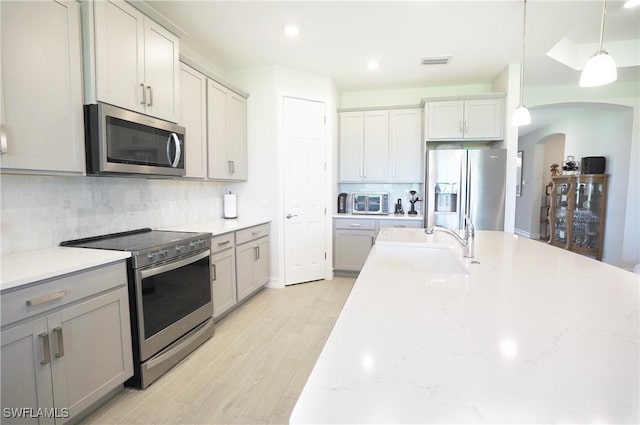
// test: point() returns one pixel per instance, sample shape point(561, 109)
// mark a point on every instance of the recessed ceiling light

──────────

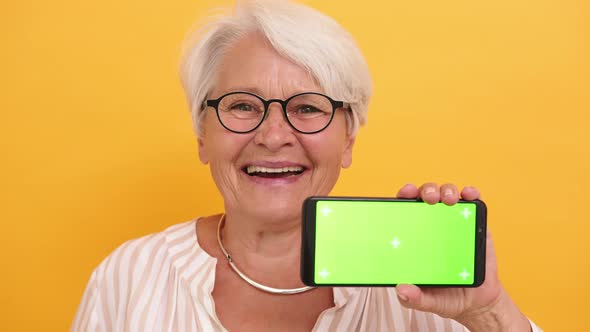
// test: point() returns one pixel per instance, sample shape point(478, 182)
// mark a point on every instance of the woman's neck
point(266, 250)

──────────

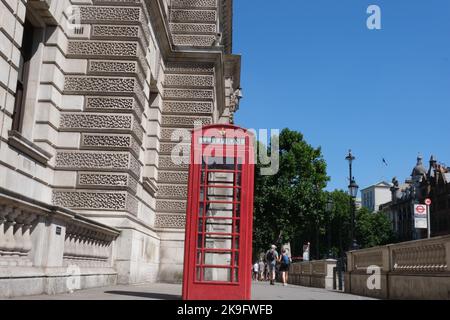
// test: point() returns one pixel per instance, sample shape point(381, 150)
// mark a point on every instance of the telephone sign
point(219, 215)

──────────

:: TASK ITEM ::
Within the data above, the lines from the one with "shape point(561, 109)" to the one with "recessed ceiling light" must be repeated exactly; no other line belongs in the answer.

:: ANSWER SPACE ::
// test: point() returns one pixel per instance, sample shape point(561, 109)
// mark a point on every instance of the recessed ceiling light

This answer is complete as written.